THE DATA:
=== Section Start ===

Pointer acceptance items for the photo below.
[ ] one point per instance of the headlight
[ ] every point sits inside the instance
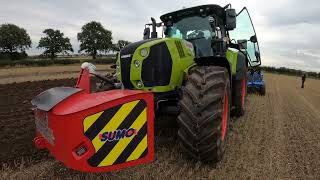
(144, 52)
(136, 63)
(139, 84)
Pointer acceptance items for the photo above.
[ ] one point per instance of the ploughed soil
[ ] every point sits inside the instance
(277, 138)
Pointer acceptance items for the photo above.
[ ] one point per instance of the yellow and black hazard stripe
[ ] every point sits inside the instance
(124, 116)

=== Section End ===
=== Section Start ===

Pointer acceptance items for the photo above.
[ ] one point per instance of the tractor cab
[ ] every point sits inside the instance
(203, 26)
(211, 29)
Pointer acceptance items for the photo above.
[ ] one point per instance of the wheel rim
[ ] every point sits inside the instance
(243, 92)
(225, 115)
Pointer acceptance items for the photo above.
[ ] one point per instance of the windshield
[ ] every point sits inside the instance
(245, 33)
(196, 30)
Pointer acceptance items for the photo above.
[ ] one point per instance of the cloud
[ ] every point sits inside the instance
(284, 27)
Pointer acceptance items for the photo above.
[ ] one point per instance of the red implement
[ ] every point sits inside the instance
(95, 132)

=== Section End ===

TASK STATEMENT:
Copy word for word the lines of the records above from the one with "Pointer acceptance items for the photo below." up to and including the one with "[ ] one point per instance of the ploughed". Skip the pictures.

THE COMPLETED TASK:
Pointer acceptance items for the photo below.
[ ] one point per instance of the headlight
[ ] every point sits inside the instance
(144, 52)
(136, 63)
(139, 84)
Pointer acceptance items for the photo above.
[ ] one point per instance of the ploughed soil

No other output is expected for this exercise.